По ту сторону потребления

8 / 2016     RU
По ту сторону потребления
Маттиас Навратт немецкий писатель
Маттиас Наврат поделился с журналом СТИЛЬ некоторыми результатами исследования сибирской души и рассказал, что тревожит сегодня душу европейца.

СТИЛЬ: Маттиас, формат «писательской резиденции» сегодня очень популярен. Не могли бы вы рассказать о нем подробнее?

МАТТИАС НАВРАТ: Многие фонды поддержки культуры, писательские ассоциации, городские департаменты культуры содержат так называемые арт- или писательские резиденции, открытые для всех представителей творческих профессий. Мы подаем заявки на проживание в резиденции, и после знакомства с нашими работами принимающая сторона предоставляет жилье и рабочее место, а также дает переводчика, если это необходимо, — на срок от двух недель до полугода. За это время гость резиденции должен выступить в городе с лекцией или дискуссией, принять участие в публичных чтениях. Писателю такой формат дает возможность обогащать привычное творческое поле и знакомиться с невероятно интересными людьми. При этом резиденции в Европе, Америке и Сибири существенно отличаются. На Западе тебе чаще всего просто дают квартиру и назначают стипендию – работай в своем графике. А для Новосибирска, например, это первый подобный опыт, и здесь Гете-Институт организует для меня очень много встреч с писателями, переводчиками, журналистами и совершенно обычными людьми — практически я вижу все стороны жизни города.
□ □ □ □ □
■ **Задание A**
В каких строках записей ниже встречается слово «human»? Верните каждую такую строку целиком.

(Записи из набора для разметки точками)
□ □ □ □ □
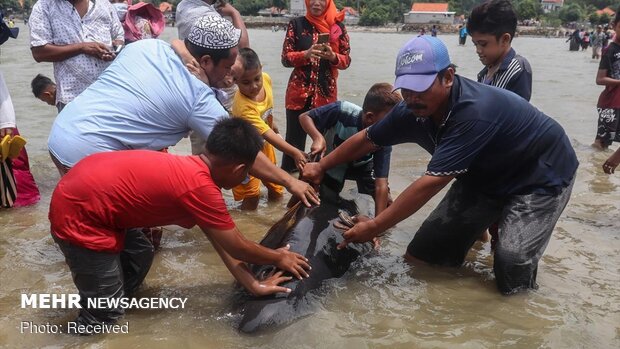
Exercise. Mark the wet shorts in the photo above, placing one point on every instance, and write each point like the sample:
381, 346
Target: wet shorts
525, 226
363, 175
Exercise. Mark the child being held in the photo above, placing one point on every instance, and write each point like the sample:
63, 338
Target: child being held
332, 124
44, 89
253, 102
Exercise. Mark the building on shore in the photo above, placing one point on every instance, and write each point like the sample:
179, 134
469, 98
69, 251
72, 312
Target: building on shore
551, 5
429, 13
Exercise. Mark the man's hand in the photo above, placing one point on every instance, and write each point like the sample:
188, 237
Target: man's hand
195, 69
292, 262
301, 159
318, 146
327, 53
97, 49
313, 172
315, 51
304, 192
361, 232
270, 285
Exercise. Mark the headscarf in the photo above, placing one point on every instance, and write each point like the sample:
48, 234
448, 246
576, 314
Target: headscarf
326, 22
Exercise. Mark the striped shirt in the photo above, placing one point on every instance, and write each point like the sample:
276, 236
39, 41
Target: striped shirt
514, 74
56, 22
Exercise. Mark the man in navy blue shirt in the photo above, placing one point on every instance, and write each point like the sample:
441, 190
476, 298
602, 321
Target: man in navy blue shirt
513, 165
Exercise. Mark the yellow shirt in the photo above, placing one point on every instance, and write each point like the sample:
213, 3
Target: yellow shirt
259, 114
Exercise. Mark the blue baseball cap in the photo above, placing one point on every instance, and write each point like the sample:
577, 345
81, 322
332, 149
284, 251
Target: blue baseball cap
419, 61
5, 31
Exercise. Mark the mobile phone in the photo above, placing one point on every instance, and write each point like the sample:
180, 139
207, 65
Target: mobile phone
323, 38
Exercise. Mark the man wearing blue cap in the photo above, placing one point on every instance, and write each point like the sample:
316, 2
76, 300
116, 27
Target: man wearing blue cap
512, 164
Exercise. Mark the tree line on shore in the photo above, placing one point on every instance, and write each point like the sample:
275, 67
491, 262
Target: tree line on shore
382, 12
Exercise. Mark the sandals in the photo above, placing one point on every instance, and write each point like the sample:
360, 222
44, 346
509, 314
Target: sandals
5, 147
11, 147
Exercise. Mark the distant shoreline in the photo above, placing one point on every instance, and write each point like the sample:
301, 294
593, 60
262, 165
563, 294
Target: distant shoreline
281, 22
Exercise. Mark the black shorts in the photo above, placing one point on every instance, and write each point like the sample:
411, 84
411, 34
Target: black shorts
363, 176
525, 226
107, 275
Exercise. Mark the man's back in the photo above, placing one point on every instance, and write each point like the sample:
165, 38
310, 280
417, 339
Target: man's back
109, 192
147, 99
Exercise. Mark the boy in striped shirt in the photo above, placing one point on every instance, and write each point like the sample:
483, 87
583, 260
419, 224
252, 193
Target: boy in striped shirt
492, 27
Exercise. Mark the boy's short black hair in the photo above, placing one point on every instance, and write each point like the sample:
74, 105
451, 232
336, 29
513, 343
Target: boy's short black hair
381, 97
234, 140
198, 51
495, 17
39, 83
249, 58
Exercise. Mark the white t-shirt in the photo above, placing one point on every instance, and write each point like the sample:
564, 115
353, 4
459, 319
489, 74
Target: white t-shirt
146, 99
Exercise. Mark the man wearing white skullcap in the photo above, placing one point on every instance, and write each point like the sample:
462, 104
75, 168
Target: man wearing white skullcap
148, 99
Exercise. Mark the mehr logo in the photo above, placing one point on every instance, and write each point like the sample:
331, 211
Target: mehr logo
411, 57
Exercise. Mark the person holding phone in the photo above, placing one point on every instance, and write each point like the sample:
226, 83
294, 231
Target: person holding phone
56, 35
316, 46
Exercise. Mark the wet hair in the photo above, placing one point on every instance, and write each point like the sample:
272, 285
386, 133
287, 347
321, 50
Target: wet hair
249, 58
39, 83
234, 140
381, 97
495, 17
198, 52
617, 17
442, 72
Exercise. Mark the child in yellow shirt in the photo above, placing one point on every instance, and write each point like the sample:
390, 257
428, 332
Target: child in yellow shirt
254, 103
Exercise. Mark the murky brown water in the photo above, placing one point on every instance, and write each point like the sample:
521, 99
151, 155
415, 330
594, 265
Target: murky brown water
381, 303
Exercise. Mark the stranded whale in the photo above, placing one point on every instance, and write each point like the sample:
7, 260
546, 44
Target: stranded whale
310, 232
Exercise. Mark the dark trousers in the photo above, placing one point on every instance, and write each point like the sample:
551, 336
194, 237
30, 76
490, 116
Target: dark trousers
525, 226
107, 275
295, 136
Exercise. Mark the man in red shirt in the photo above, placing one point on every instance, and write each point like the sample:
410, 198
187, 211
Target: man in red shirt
96, 204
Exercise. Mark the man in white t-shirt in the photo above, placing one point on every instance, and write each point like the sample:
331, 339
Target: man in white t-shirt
148, 99
79, 37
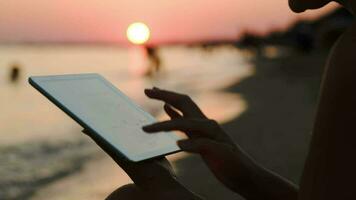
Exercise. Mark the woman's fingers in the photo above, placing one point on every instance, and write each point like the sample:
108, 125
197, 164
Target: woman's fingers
180, 101
171, 112
198, 145
201, 127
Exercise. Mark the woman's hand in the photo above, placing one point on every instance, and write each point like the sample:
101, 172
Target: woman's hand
155, 177
205, 136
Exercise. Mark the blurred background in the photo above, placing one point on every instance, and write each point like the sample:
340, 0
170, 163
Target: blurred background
252, 65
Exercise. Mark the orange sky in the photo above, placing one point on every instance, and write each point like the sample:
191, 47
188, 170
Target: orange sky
169, 20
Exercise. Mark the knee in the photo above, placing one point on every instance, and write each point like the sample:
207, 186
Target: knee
130, 191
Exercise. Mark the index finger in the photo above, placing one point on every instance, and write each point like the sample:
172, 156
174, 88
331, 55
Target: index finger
180, 101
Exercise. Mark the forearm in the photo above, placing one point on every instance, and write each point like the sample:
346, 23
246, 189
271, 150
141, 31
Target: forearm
256, 182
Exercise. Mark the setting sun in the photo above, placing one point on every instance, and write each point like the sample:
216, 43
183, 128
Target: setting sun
138, 33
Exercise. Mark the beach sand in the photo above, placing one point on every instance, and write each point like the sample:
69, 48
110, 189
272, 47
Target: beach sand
271, 119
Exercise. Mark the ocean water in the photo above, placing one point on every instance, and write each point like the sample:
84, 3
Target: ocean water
43, 153
194, 71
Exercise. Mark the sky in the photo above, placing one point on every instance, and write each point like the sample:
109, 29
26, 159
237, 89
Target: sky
169, 20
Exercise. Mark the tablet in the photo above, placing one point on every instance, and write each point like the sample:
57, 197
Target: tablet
100, 107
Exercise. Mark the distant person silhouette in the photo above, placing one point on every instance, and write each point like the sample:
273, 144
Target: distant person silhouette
15, 71
330, 168
154, 60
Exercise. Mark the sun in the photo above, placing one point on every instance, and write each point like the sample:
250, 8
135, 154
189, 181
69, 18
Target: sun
138, 33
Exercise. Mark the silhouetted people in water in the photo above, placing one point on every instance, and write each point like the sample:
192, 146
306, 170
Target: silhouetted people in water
15, 71
154, 60
330, 168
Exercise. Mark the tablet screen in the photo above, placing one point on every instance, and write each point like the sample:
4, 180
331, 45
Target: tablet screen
109, 113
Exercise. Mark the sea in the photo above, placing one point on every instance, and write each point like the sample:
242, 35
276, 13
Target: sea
39, 143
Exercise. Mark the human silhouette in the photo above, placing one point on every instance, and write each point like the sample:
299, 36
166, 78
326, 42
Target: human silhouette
154, 61
15, 71
330, 168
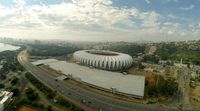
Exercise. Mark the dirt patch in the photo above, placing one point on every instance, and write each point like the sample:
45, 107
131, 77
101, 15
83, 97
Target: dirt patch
27, 108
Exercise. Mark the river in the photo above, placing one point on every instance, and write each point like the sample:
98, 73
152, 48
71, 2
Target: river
4, 47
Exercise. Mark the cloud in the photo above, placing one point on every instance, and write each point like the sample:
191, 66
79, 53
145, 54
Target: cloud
187, 8
147, 1
84, 20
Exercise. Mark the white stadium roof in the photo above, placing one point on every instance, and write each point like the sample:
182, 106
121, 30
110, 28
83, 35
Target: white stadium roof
124, 84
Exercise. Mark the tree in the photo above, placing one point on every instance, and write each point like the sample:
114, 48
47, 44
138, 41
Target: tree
49, 108
31, 95
14, 81
15, 91
2, 86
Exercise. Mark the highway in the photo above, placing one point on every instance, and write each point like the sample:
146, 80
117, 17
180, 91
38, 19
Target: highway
87, 100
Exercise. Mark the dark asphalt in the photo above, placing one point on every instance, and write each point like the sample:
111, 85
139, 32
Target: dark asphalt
81, 96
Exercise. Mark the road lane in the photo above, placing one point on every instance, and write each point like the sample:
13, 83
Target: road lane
77, 94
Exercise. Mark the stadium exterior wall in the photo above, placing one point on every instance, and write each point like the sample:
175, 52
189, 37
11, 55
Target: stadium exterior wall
107, 60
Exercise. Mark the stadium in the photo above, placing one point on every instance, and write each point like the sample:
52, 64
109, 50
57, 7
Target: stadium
107, 60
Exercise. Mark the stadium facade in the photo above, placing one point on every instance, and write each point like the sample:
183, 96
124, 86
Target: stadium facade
107, 60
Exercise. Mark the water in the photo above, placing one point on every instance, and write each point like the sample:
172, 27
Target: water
4, 47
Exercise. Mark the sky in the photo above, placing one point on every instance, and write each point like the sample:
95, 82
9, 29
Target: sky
101, 20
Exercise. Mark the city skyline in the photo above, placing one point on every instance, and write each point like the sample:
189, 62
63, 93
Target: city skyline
101, 20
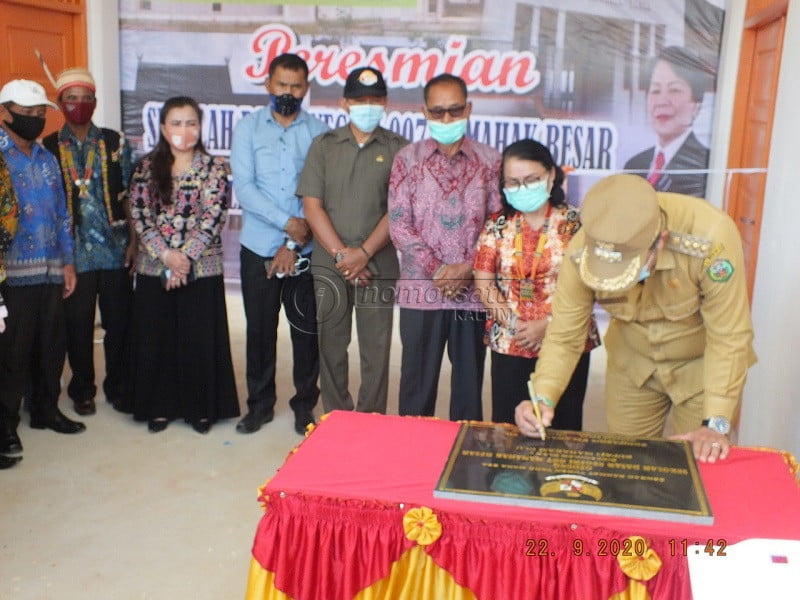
□ □ □ □ □
■ **Задание B**
Запишите приведенное выше интервью о писательских резиденциях полностью, слово в слово.

■ **Правильный ответ A**
Exercise. Mark the human silhouette in the photo above, placing one point on every instance, and write each point like the sample:
Target: human silhouette

■ **Правильный ответ B**
По ту сторону потребления

8 / 2016     RU
По ту сторону потребления
Маттиас Навратт немецкий писатель
Маттиас Наврат поделился с журналом СТИЛЬ некоторыми результатами исследования сибирской души и рассказал, что тревожит сегодня душу европейца.

СТИЛЬ: Маттиас, формат «писательской резиденции» сегодня очень популярен. Не могли бы вы рассказать о нем подробнее?

МАТТИАС НАВРАТ: Многие фонды поддержки культуры, писательские ассоциации, городские департаменты культуры содержат так называемые арт- или писательские резиденции, открытые для всех представителей творческих профессий. Мы подаем заявки на проживание в резиденции, и после знакомства с нашими работами принимающая сторона предоставляет жилье и рабочее место, а также дает переводчика, если это необходимо, — на срок от двух недель до полугода. За это время гость резиденции должен выступить в городе с лекцией или дискуссией, принять участие в публичных чтениях. Писателю такой формат дает возможность обогащать привычное творческое поле и знакомиться с невероятно интересными людьми. При этом резиденции в Европе, Америке и Сибири существенно отличаются. На Западе тебе чаще всего просто дают квартиру и назначают стипендию – работай в своем графике. А для Новосибирска, например, это первый подобный опыт, и здесь Гете-Институт организует для меня очень много встреч с писателями, переводчиками, журналистами и совершенно обычными людьми — практически я вижу все стороны жизни города.